- **RECORDS SHOWN**
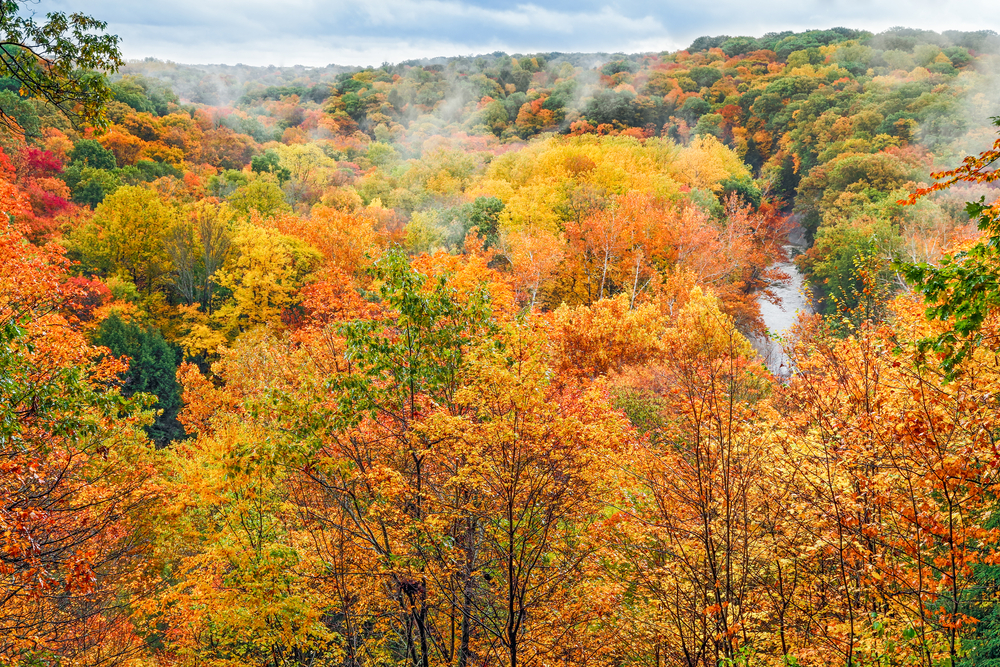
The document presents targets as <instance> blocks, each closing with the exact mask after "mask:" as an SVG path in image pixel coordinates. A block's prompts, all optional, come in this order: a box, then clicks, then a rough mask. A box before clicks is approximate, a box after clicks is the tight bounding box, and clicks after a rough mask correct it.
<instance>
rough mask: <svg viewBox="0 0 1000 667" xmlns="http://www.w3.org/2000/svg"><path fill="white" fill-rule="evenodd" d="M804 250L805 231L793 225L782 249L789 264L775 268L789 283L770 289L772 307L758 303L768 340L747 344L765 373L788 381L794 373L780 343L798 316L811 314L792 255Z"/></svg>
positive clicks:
==
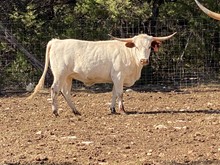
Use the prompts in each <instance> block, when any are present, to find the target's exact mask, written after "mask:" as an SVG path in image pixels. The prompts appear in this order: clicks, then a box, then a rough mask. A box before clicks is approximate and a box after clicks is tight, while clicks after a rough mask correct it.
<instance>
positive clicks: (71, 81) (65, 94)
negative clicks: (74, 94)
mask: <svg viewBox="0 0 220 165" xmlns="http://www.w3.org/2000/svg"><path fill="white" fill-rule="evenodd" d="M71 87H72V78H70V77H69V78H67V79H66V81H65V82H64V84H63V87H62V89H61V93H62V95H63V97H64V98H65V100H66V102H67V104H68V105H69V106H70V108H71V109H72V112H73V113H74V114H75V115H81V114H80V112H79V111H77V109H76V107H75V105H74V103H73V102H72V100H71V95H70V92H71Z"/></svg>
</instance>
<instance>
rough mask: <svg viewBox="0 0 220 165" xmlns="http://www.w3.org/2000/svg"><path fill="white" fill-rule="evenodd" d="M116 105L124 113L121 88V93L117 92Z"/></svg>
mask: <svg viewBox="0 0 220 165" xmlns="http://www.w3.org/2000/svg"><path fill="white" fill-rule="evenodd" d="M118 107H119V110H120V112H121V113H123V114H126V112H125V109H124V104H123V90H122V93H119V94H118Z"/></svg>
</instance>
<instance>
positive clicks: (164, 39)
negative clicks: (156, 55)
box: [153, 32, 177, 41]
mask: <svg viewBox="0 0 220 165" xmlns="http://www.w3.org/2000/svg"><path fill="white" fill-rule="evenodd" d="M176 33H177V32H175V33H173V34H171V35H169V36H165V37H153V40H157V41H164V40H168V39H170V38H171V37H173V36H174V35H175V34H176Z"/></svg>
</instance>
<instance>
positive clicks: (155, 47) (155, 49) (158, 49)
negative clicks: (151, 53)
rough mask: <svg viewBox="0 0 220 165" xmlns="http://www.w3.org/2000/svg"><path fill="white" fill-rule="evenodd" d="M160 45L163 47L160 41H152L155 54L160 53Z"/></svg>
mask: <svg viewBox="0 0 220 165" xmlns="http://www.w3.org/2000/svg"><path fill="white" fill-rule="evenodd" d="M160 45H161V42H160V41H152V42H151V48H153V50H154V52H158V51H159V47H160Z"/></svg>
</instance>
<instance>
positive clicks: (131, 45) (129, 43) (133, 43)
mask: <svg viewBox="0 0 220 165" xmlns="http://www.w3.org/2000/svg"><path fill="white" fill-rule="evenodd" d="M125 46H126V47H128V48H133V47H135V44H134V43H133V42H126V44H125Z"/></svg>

- **THE PROBLEM**
Your reply is to repeat, unchanged, the lines above running from the one with "The document presents" up to and including the one with "250L805 231L793 225L782".

- **TASK OUTPUT**
The document presents targets as <instance> blocks, each closing with the exact mask after "mask:" as an SVG path in image pixel coordinates. A block's prompts, all optional, come in this order: a box, then clicks, then a rough mask. A box before clicks is approximate, a box after clicks is the tight bounding box, and clicks after a rough mask correct it.
<instance>
rough mask: <svg viewBox="0 0 1000 667" xmlns="http://www.w3.org/2000/svg"><path fill="white" fill-rule="evenodd" d="M804 250L805 231L793 225L782 249L789 264L775 268L789 283L770 289L772 307L758 303L768 340L747 344L765 373L788 381L794 373L780 343L798 316L811 314L792 255Z"/></svg>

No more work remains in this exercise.